Required actions:
a: Answer these questions from the passage on Future Islands:
(i) What sense of "cool" does the writer say they mean?
(ii) Whose back catalogue does the writer say they might dig into?
(iii) Having since looked into that back catalogue, did the writer find it to be crap?
b: Can you reproduce the passage on Future Islands word for word, from "Even as these" up to and including "was giving it."?

Passage shown:
It’s not even as if I’m immune to being wowed by a bit of ‘cool’ (in the sunglasses-at-night sense of a certain aloof restraint). In fact, I love it. But when something like this – something so intensely, palpably 4 REAL – comes along, it has the power to blast all that stuff away with embarrassing ease.
Even as these thoughts raced through my mind, I knew there was every chance that I’d dig into the Future Islands back catalogue and it would turn out to be crap. (I have, since. It isn’t.) Or that they’d let us down in some way, and do it fast. (They haven’t, as yet.) But you know what? If I was a singer in a band, I’d love to think I’d be giving it everything THIS guy was giving it.

Material provided:

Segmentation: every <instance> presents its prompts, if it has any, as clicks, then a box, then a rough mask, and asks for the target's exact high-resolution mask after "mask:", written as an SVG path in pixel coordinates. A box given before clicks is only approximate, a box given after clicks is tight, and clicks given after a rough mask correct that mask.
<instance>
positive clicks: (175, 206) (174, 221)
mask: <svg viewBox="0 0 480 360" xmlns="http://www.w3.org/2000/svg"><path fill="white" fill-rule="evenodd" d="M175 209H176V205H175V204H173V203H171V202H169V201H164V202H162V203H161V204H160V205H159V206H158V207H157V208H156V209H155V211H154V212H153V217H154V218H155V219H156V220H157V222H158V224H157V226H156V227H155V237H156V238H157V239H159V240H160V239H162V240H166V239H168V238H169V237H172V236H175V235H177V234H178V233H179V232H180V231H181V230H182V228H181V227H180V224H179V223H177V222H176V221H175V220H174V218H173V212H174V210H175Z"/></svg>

Solutions by task:
a:
(i) The sunglasses-at-night sense of a certain aloof restraint.
(ii) Future Islands'.
(iii) No. It isn't.

b:
Even as these thoughts raced through my mind, I knew there was every chance that I’d dig into the Future Islands back catalogue and it would turn out to be crap. (I have, since. It isn’t.) Or that they’d let us down in some way, and do it fast. (They haven’t, as yet.) But you know what? If I was a singer in a band, I’d love to think I’d be giving it everything THIS guy was giving it.